* _Passage to read_

Metamath Proof Explorer

Theorem mulexpd

Description: Nonnegative integer exponentiation of a product. Proposition 10-4.2(c) of Gleason p. 135, restricted to nonnegative integer exponents. (Contributed by Mario Carneiro, 28-May-2016)

	Ref	Expression
Hypotheses	expcld.1	⊢ ( 𝜑 → 𝐴 ∈ ℂ )
	mulexpd.2	⊢ ( 𝜑 → 𝐵 ∈ ℂ )
	mulexpd.3	⊢ ( 𝜑 → 𝑁 ∈ ℕ₀ )
Assertion	mulexpd	⊢ ( 𝜑 → ( ( 𝐴 · 𝐵 ) ↑ 𝑁 ) = ( ( 𝐴 ↑ 𝑁 ) · ( 𝐵 ↑ 𝑁 ) ) )

Proof

Step	Hyp	Ref	Expression
1		expcld.1	⊢ ( 𝜑 → 𝐴 ∈ ℂ )
2		mulexpd.2	⊢ ( 𝜑 → 𝐵 ∈ ℂ )
3		mulexpd.3	⊢ ( 𝜑 → 𝑁 ∈ ℕ₀ )
4		mulexp	⊢ ( ( 𝐴 ∈ ℂ ∧ 𝐵 ∈ ℂ ∧ 𝑁 ∈ ℕ₀ ) → ( ( 𝐴 · 𝐵 ) ↑ 𝑁 ) = ( ( 𝐴 ↑ 𝑁 ) · ( 𝐵 ↑ 𝑁 ) ) )
5	1 2 3 4	syl3anc	⊢ ( 𝜑 → ( ( 𝐴 · 𝐵 ) ↑ 𝑁 ) = ( ( 𝐴 ↑ 𝑁 ) · ( 𝐵 ↑ 𝑁 ) ) )

* _Given entries_
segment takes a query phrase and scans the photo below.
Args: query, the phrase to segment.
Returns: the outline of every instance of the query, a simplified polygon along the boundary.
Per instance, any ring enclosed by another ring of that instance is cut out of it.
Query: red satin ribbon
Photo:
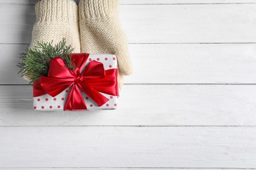
[[[74,110],[87,109],[81,92],[100,107],[109,99],[99,92],[119,95],[117,69],[105,71],[102,63],[92,61],[83,71],[89,56],[89,54],[72,54],[72,60],[76,67],[74,71],[66,67],[62,58],[53,59],[48,76],[41,76],[40,81],[34,83],[33,97],[45,94],[55,97],[72,86],[64,110]]]

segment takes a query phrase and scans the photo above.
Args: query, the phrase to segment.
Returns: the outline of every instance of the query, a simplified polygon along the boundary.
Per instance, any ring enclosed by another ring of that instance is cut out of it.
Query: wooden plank
[[[2,127],[0,134],[1,167],[256,167],[255,127]]]
[[[31,168],[30,168],[31,169]],[[102,168],[102,167],[93,167],[93,168],[89,168],[89,167],[79,167],[78,168],[79,170],[95,170],[95,169],[106,169],[106,168]],[[163,169],[171,169],[171,170],[181,170],[181,168],[154,168],[154,170],[163,170]],[[5,169],[6,170],[6,168],[1,168],[0,169]],[[37,170],[74,170],[74,168],[66,168],[66,167],[46,167],[46,168],[36,168]],[[120,167],[120,168],[114,168],[115,170],[131,170],[130,167],[125,168],[125,167]],[[133,168],[133,170],[152,170],[152,168]],[[209,169],[208,168],[200,168],[200,169],[196,169],[196,168],[182,168],[182,170],[206,170]],[[228,168],[225,169],[228,170],[247,170],[247,168],[239,168],[239,169],[234,169],[234,168]],[[254,168],[250,169],[251,170],[256,169]],[[8,170],[28,170],[28,168],[22,168],[22,167],[15,167],[15,168],[8,168]],[[223,168],[211,168],[211,170],[223,170]]]
[[[0,84],[27,84],[17,73],[28,44],[0,44]],[[255,84],[255,44],[130,44],[127,84]],[[158,63],[158,64],[156,64]]]
[[[78,3],[79,0],[75,0]],[[1,0],[0,4],[35,4],[34,0]],[[129,4],[234,4],[255,3],[255,0],[119,0],[121,5]]]
[[[34,111],[30,86],[0,86],[0,126],[256,126],[255,85],[125,85],[116,110]]]
[[[0,14],[0,43],[31,41],[33,5],[1,5]],[[122,5],[120,18],[131,43],[256,42],[256,4]]]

* _Task directions_
Reproduce the portion of the mulexpd theorem page above, starting at "Metamath Proof Explorer" and ending at "Mario Carneiro, 28-May-2016)".

* _Problem solution_
Metamath Proof Explorer

Theorem mulexpd

Description: Nonnegative integer exponentiation of a product. Proposition 10-4.2(c) of Gleason p. 135, restricted to nonnegative integer exponents. (Contributed by Mario Carneiro, 28-May-2016)